(TEXT SEGMENT):
## Begin

Recommendation Engine by using Apache Mahout & Cassandra
As a part of R&D we are trying to build a recommendations for users by using Apache Mahout & Cassandra.There was a direct Cassandra DataModel
CassandraDataModel based on a Cassandra keyspace, but there was a lot of confusions which involves so many methods and functions,then we are tried to minimize it by using Cassandra Indexes and Mahout FileDataModel
Here we are having 1 millions of Records in Cassandra Database in a testkeyspace with 2 tables and their schema are
CREATE TABLE SampleUser (
user_id bigint,
ratings float,
item_id bigint,
PRIMARY KEY (user_id, ratings, item_id)
)
CREATE TABLE SampleItems (
item_id bigint,
user_id bigint,
ratings float,
PRIMARY KEY (item_id, user_id)
)
We want to provide User based Recommendations, Item based recommendation with help of similar users (For example, based on the rating giving by other users in a common locality or other similarity).

## End

(DATA PROVIDED):
## Begin

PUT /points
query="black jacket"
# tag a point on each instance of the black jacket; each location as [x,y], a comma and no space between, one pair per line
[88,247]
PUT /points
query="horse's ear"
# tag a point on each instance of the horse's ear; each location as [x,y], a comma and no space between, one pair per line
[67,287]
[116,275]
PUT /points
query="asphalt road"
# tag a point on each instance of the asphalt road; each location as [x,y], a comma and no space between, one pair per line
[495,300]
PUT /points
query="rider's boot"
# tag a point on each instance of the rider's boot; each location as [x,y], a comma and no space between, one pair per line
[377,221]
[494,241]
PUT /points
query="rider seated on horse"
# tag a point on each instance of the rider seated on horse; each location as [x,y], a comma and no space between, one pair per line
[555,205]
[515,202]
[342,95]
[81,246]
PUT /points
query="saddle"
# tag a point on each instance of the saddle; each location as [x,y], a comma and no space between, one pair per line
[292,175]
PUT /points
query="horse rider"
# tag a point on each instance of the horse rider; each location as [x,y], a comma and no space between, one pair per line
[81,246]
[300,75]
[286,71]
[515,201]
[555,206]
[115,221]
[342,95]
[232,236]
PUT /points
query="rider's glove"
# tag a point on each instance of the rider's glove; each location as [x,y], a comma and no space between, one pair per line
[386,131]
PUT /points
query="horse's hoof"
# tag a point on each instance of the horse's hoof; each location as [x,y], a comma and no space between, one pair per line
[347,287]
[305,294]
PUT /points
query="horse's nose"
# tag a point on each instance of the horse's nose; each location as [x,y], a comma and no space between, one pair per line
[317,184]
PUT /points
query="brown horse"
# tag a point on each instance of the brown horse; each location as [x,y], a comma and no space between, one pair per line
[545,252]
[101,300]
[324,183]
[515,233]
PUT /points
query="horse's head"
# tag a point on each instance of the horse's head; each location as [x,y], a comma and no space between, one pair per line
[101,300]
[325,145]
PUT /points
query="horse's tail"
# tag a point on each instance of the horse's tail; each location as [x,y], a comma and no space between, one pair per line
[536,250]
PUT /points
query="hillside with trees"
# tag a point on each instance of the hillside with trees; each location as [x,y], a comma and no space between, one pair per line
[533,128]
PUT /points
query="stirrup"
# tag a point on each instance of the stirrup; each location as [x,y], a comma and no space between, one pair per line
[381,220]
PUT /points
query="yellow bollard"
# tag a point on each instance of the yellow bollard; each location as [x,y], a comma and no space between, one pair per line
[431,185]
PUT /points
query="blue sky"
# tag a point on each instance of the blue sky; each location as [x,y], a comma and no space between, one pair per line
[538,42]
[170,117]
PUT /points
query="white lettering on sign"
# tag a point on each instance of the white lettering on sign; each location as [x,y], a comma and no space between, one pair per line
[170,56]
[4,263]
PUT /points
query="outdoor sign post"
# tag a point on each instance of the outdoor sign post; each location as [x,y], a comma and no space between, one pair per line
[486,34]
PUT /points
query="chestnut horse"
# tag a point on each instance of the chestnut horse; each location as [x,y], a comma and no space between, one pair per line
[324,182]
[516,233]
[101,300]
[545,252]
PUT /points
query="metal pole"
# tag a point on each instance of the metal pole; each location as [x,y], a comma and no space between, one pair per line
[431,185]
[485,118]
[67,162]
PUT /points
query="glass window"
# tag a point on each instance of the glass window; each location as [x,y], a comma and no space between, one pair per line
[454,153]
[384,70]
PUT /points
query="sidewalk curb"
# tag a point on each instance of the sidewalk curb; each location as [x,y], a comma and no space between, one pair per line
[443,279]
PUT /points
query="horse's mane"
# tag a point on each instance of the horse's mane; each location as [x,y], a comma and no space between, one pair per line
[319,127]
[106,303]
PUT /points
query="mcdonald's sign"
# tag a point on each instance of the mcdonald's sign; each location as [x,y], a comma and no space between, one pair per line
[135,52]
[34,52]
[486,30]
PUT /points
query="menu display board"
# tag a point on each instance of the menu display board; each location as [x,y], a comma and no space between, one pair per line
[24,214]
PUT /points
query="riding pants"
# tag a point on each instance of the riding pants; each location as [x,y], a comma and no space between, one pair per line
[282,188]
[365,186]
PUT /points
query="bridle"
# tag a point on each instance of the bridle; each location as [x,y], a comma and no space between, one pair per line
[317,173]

## End

(LIST OF TASKS):
- a) In the text on Mahout and Cassandra recommendations, what are the two tables in the test keyspace called?
- b) Give everything from "We want to provide" down to "or other similarity)." in the Mahout and Cassandra text again, substituting "neighborhood" for "locality".
- c) Carry the Mahout and Cassandra recommendation text on from its last sentence.

(RESPONSES TO THE TASKS):
- a) SampleUser and SampleItems.

- b)
We want to provide User based Recommendations, Item based recommendation with help of similar users (For example, based on the rating giving by other users in a common neighborhood or other similarity).

- c)
They are
1)Customers Who Bought This Item Also Bought 2)Customers Who Viewed This Item Also Viewed
The java code for Mahout Recommendations in Cassandra Database
[html]
public class RecommendationsFromCassandra {
private Cluster cluster;
private Session session;
/*
* Connection to Cassandra Database
*/
public void connect(String node) {
cluster = Cluster.builder().addContactPoint(node).build();
Metadata metadata = cluster.getMetadata();
session = cluster.connect();
}
/*
* Executing the query to get the user ids who are having particular item
*/
public void query1() throws IOException {
String userids = null;
ResultSet results = session
.execute("SELECT user_id FROM testkeyspace.sampleitems WHERE item_id = 914");
for (Row row : results)
{
if (userids == null)
userids = Long.toString(row.getLong("user_id"));
else
userids = userids + "," + row.getLong("user_id");
}
/*
* Transfer the all user ids to the 2nd query to get the all users and
* their item id’s , Ratings
*/
String stmt = "SELECT user_id,item_id,ratings FROM testkeyspace.sampleuser WHERE user_id in ("
+ userids + ") ;";
Statement s1 = new SimpleStatement(stmt);
s1.setFetchSize(Integer.MAX_VALUE);
ResultSet results1 = session.execute(s1);
File newTextFile = new File("${env:HOME}/thetextfile.txt");
FileWriter fw = new FileWriter(newTextFile);
for (Row row2 : results1) {
fw.write(row2.getLong("user_id") + "\t" + row2.getLong("item_id")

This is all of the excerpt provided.